▸ **Aim**:
For each statement, answer yes or no to whether it agrees with the passage on repeated measures analysis in SAS, and quote the words of the passage that decide it. 1. The Dimensions table lists 4 R-side covariance parameters. 2. The trial had 5 reps. 3. PROC GLIMMIX uses a Kronecker product covariance structure to handle separate covariance structures for year and day.

▸ **Selection**:
_ _ _
Once you are “happy” with the residuals, start reviewing the output from the beginning of the PROC GLIMMIX.  Carefully review the Dimensions table:

Dimensions table from the SAS PROC GLIMMIX output

  • G-side Cov. Parameters = 1 – this refers to the random effect of Rep (Block).  Remember G-side is the random variation between our experimental units.
  • R-side Cov. Parameters = 4 – this refers to the random effects within our experimental units – 3 days + residual error
  • Columns in X – how many levels do we have for our fixed effects in our model?  Trmt = 5, Day = 3, Trmt*day = 15, 1 for the overall mean = 24
  • Columns in Z per Subject – our Rep is our random effect and we have 10 reps
  • Subjects (Blocks in V) = 50 – 10 Reps with 5 plots/rep = 50 experimental units
  • Max Obs per Subject = 3 – each experimental unit (plot) was measured 3 times

You should always be able to track back all these pieces of information to your model.  If you are analyzing a repeated measures it is important to ensure that the last 2 lines of this table is correct.  If they are not, then your model is not reflecting a repeated measures analysis of your trial.

Review the second year of this output to ensure it was run correctly as well.

Doubly Repeated Measures – PROC MIXED

So now let’s add in that second year.  We have a trial which was conducted 2 years in a row.  The previous analysis conducted a repeated measures on the data collected each year as a separate analysis and really as a separate trial.  But, we know there is some relationship between the 2 years, since the same location was used and the same treatments, the same experimental units – so there must be a relationship and we must account for it somehow.

There are 2 ways to handle this at the moment in SAS.  The first way we will look at is treated it as a truly doubly repeated measures – if you think about it – we have the days repeated and we have the years repeated.  Now GLIMMIX cannot necessarily handle this IF there are 2 covariance structures that need to be used – One for Year and one for day, but MIXED can – by using a Kronecker product covariance structure.
_ _ _
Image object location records
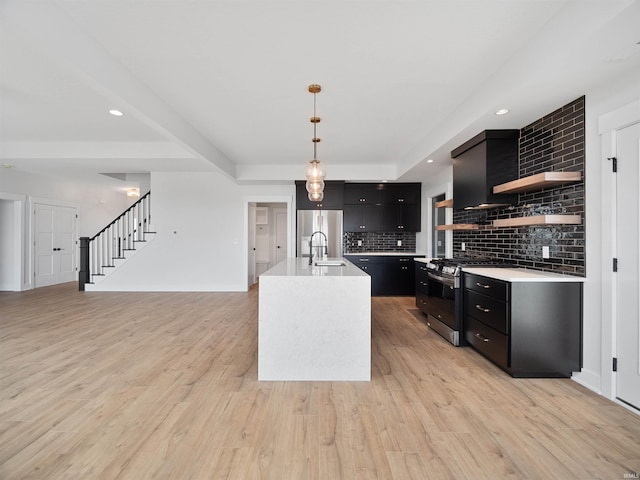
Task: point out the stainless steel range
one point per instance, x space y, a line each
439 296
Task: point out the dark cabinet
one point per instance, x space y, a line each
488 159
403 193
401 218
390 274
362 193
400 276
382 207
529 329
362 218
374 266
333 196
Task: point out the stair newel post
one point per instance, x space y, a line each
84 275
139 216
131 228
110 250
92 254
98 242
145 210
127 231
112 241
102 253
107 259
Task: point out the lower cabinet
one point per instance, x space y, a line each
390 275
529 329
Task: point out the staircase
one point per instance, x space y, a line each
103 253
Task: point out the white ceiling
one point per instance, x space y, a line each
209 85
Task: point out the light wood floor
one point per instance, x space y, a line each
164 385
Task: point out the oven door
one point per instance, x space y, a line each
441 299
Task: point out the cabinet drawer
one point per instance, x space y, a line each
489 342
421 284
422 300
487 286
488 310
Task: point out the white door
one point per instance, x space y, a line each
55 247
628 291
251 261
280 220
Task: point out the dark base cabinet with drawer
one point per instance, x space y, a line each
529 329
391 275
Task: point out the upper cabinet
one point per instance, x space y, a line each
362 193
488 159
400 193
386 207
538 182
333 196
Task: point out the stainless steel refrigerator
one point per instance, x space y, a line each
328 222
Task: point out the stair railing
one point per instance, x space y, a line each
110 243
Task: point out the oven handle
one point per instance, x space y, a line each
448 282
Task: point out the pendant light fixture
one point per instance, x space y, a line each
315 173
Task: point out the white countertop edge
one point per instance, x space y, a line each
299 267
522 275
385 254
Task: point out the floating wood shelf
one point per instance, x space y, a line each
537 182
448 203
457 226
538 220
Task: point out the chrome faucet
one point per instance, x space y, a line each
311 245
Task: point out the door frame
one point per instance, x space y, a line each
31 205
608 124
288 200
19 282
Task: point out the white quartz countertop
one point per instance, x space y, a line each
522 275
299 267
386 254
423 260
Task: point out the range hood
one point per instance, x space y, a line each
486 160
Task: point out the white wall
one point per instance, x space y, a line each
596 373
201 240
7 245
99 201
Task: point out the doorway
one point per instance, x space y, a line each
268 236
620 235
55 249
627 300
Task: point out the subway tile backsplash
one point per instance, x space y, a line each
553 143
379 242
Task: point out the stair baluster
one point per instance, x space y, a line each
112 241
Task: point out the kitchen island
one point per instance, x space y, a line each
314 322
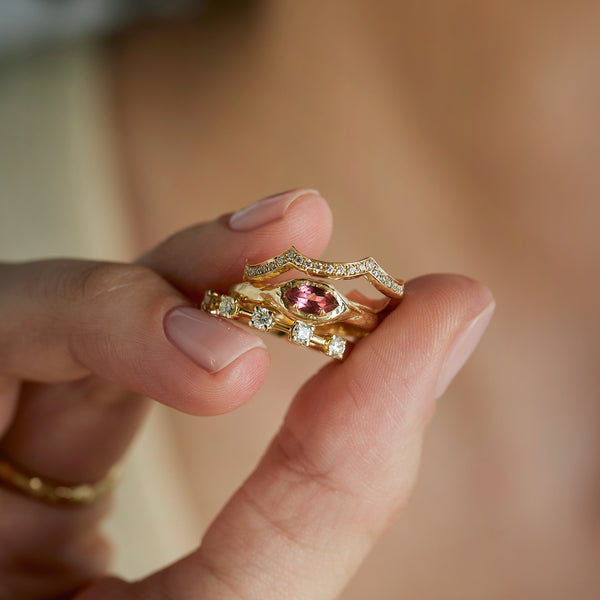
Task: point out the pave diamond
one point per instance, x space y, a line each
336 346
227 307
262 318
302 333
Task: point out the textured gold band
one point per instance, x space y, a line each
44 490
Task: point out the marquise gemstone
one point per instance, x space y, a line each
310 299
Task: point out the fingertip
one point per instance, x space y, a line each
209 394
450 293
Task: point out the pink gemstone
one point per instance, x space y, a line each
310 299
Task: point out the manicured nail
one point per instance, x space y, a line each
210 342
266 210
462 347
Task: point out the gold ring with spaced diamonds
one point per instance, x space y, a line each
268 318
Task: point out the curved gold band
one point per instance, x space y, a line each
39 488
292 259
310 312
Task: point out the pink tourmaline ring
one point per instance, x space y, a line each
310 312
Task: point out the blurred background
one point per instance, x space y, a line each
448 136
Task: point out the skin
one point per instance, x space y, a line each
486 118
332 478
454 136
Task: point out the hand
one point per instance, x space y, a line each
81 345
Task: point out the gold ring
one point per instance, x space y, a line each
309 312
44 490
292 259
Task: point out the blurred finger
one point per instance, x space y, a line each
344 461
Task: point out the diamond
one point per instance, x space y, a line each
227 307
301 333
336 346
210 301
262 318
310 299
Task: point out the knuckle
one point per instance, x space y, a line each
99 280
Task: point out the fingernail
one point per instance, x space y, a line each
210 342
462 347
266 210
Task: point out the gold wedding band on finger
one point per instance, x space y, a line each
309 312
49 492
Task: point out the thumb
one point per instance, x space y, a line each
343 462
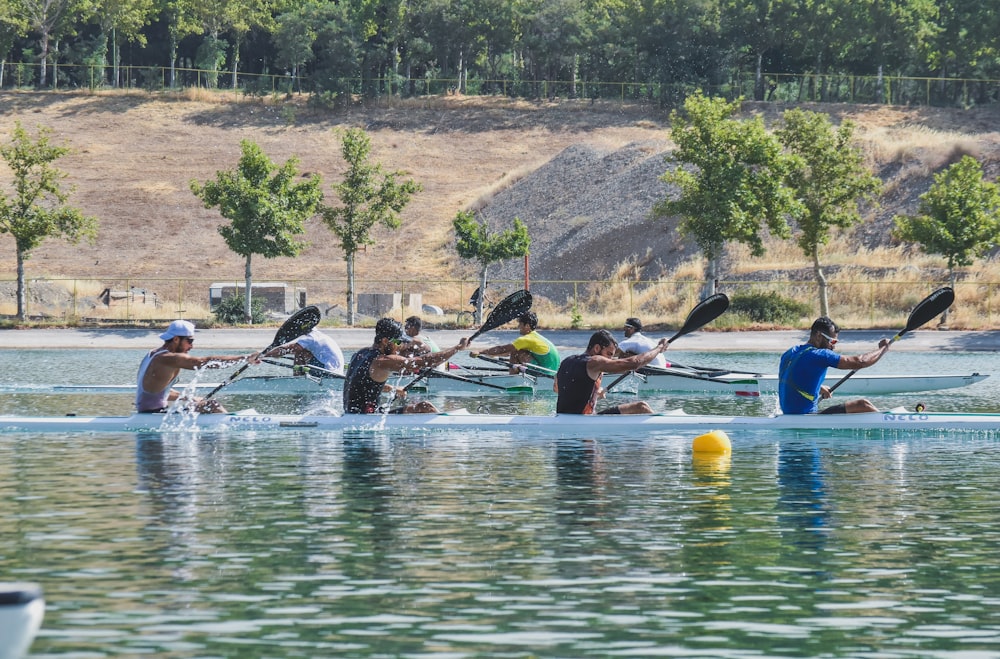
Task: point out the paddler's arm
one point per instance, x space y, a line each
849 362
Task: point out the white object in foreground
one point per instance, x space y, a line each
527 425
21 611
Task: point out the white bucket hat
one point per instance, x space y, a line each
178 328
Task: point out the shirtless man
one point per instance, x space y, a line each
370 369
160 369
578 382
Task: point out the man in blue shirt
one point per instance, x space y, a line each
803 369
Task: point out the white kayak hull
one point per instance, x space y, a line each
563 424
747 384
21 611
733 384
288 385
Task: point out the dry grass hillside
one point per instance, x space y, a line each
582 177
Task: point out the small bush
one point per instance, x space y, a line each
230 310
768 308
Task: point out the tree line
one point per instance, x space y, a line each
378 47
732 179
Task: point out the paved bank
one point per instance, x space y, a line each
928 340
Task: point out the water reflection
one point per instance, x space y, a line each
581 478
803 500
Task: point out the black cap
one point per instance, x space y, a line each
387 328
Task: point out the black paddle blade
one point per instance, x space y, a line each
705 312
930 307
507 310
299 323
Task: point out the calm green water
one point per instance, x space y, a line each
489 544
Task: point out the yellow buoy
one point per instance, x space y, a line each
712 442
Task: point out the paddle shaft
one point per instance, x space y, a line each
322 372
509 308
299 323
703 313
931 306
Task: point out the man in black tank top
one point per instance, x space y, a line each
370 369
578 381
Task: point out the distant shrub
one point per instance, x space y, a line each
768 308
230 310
_ _ _
▸ **Written reply**:
1. Yes: "R-side Cov. Parameters = 4"
2. No: "we have 10 reps"
3. No: "Now GLIMMIX cannot necessarily handle this IF there are 2 covariance structures that need to be used – One for Year and one for day, but MIXED can – by using a Kronecker product covariance structure."